# Start of AVAILABLE DATA
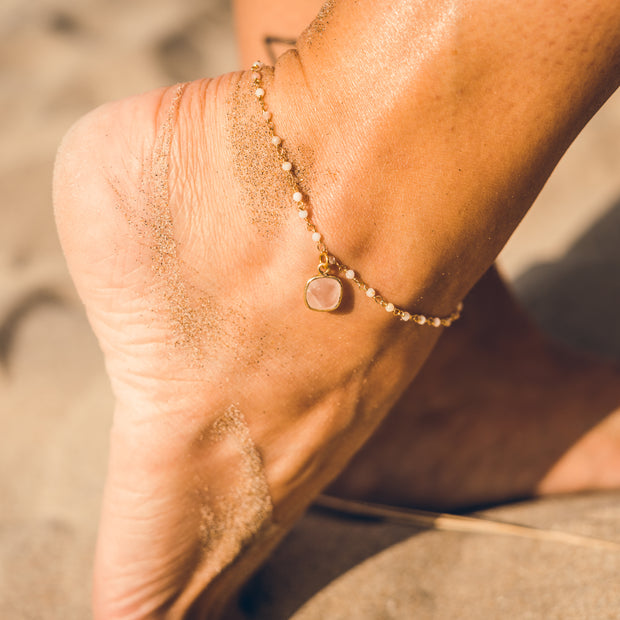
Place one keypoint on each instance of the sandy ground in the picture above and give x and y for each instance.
(59, 59)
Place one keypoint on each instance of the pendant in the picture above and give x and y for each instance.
(323, 293)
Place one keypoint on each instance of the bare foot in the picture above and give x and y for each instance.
(498, 413)
(235, 405)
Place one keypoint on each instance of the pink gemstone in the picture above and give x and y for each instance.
(323, 293)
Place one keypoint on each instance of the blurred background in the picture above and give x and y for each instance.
(59, 59)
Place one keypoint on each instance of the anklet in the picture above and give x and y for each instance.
(323, 292)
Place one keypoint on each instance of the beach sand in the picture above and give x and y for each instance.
(59, 59)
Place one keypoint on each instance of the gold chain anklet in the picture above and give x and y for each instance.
(323, 292)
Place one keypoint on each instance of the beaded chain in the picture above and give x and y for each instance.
(328, 263)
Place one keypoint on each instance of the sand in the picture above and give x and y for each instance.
(59, 59)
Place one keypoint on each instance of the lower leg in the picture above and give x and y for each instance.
(520, 405)
(498, 413)
(191, 289)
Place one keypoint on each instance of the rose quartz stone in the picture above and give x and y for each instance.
(323, 293)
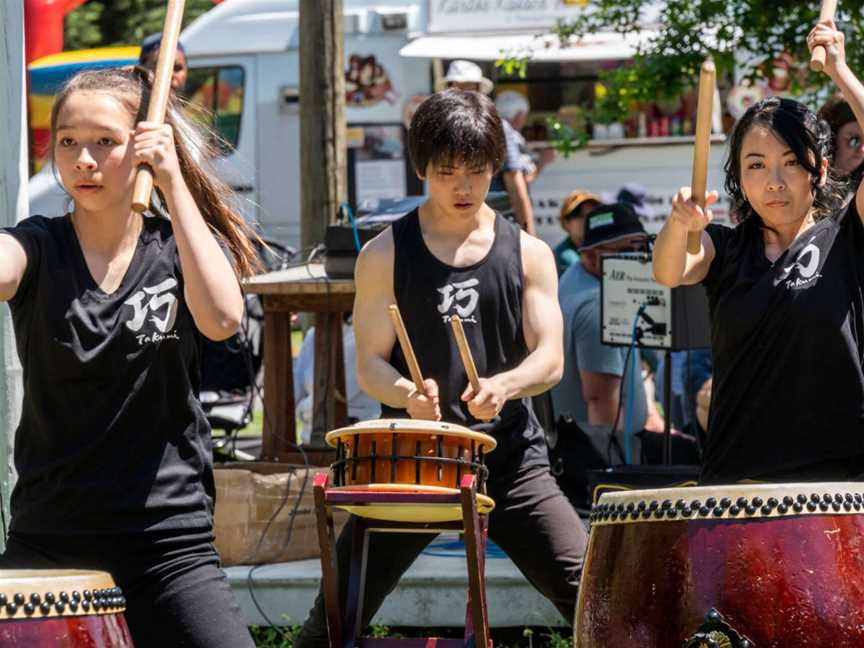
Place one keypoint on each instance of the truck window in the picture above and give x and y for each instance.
(219, 90)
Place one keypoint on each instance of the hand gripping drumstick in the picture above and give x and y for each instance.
(817, 58)
(407, 350)
(702, 146)
(465, 352)
(159, 96)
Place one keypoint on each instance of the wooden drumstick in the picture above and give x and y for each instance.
(817, 57)
(702, 146)
(407, 350)
(159, 95)
(465, 352)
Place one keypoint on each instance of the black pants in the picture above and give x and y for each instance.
(176, 592)
(532, 522)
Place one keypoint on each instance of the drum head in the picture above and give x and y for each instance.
(414, 512)
(46, 593)
(734, 501)
(411, 426)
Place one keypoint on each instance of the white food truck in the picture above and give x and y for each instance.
(244, 66)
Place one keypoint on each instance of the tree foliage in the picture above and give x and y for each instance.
(737, 34)
(101, 23)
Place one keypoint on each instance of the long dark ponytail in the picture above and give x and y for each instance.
(195, 146)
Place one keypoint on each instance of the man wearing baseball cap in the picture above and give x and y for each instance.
(574, 209)
(465, 75)
(590, 387)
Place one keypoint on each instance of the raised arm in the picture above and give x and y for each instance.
(374, 334)
(673, 264)
(13, 263)
(212, 288)
(828, 36)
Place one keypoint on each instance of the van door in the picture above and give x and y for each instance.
(224, 88)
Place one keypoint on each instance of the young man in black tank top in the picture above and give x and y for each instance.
(456, 256)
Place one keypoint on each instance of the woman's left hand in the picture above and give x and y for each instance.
(827, 35)
(486, 404)
(154, 146)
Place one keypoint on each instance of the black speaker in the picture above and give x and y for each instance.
(675, 319)
(618, 478)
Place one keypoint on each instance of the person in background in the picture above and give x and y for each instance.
(590, 388)
(574, 209)
(150, 55)
(360, 406)
(465, 75)
(519, 168)
(785, 290)
(847, 141)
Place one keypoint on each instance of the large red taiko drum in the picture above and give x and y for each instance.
(743, 566)
(61, 609)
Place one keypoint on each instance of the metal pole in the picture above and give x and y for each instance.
(667, 409)
(13, 205)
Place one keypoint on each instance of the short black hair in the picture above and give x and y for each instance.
(456, 127)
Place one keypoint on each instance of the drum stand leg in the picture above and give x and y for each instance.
(344, 619)
(476, 528)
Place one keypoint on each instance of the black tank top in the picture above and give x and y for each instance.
(487, 296)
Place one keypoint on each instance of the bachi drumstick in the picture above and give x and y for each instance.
(465, 352)
(159, 95)
(702, 146)
(407, 349)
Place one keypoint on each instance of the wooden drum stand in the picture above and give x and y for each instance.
(421, 476)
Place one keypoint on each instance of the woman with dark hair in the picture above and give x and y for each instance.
(454, 255)
(786, 293)
(847, 139)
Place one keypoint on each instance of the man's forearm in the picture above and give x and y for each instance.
(537, 373)
(382, 382)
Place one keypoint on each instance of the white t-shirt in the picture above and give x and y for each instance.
(360, 405)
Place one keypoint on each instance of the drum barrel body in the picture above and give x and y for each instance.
(777, 581)
(406, 458)
(102, 631)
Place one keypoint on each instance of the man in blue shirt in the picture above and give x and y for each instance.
(590, 387)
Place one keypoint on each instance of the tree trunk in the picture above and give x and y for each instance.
(322, 117)
(323, 183)
(13, 203)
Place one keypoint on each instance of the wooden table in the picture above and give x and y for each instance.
(295, 290)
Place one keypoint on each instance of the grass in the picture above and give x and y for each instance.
(266, 637)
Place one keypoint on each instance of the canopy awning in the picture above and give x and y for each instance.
(545, 48)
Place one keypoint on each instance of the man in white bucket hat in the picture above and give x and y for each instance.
(465, 75)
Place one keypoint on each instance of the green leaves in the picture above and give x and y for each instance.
(742, 36)
(102, 23)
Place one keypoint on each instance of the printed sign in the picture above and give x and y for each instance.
(495, 15)
(367, 83)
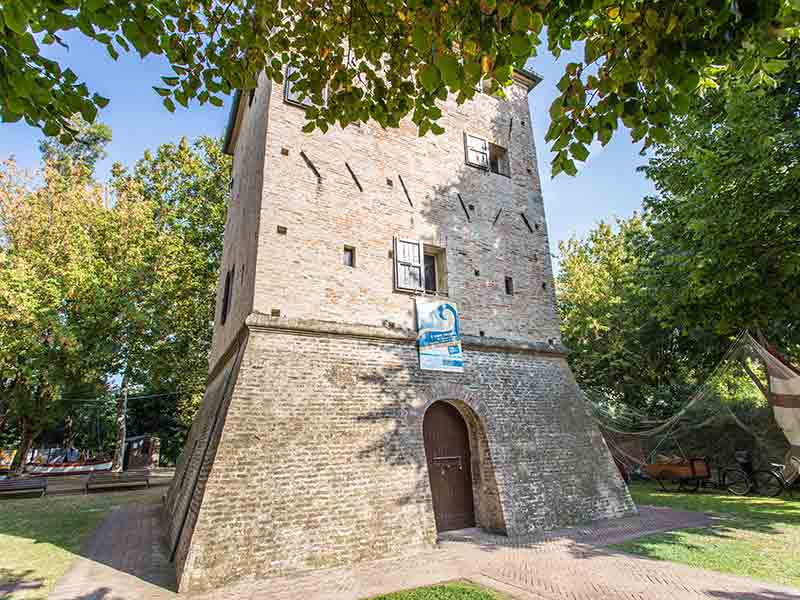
# End of AVAILABLE DATA
**STATED TASK**
Please rewrite the lines from the one containing "Place one keypoint on each instance of the green" through the final line above, replacing "keypoint" with "marker" and changing nothing else. Leave the pictures out of your answer.

**ANSWER TO THIS EXERCISE**
Place one marker on each instance of the green leaves in the picture above and give x and y for each instance.
(742, 36)
(102, 23)
Place one marker on each instance of the printed sign in the picture above and give x and y for each instance.
(495, 15)
(367, 83)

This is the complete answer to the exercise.